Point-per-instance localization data
== == ==

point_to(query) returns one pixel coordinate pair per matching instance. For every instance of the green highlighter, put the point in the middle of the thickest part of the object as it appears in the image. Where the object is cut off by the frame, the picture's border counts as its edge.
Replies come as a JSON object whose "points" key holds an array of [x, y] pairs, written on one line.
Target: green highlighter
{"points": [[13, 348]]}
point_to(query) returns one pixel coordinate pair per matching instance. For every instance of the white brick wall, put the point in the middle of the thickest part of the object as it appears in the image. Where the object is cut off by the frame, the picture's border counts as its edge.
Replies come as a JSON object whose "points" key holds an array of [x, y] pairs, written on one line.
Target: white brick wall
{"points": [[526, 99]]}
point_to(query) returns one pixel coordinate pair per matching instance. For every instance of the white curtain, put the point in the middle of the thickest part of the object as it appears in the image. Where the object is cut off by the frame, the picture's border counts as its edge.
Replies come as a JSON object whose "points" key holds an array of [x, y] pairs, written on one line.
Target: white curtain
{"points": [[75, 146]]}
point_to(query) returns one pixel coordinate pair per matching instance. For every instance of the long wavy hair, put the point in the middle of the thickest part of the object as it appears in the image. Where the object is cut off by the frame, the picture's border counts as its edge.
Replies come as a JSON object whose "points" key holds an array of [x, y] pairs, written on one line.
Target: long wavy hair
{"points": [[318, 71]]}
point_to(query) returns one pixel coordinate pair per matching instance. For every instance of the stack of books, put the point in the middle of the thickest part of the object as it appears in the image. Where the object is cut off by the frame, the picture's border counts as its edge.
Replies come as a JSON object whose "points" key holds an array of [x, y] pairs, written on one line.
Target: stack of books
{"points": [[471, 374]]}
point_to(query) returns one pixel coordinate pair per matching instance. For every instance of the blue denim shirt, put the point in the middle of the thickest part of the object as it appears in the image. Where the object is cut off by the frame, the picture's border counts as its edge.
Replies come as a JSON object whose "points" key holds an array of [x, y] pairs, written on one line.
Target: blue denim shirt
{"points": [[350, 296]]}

== == ==

Where the line containing "Target: stack of books" appears in the data above, begin there and reproduce every line to the end exactly; include nothing else.

- [Task output]:
Target: stack of books
{"points": [[471, 374]]}
point_to(query) returns one pixel coordinate pair per matching instance. For every instance of the blue denim shirt, put the point in the middle of the thickest part of the object as it appears in the image. Where the object is cut off by the frame, the picture's border counts as its edge.
Replies come as a JSON object whose "points" key holds an array of [x, y] pairs, written on one line.
Target: blue denim shirt
{"points": [[350, 296]]}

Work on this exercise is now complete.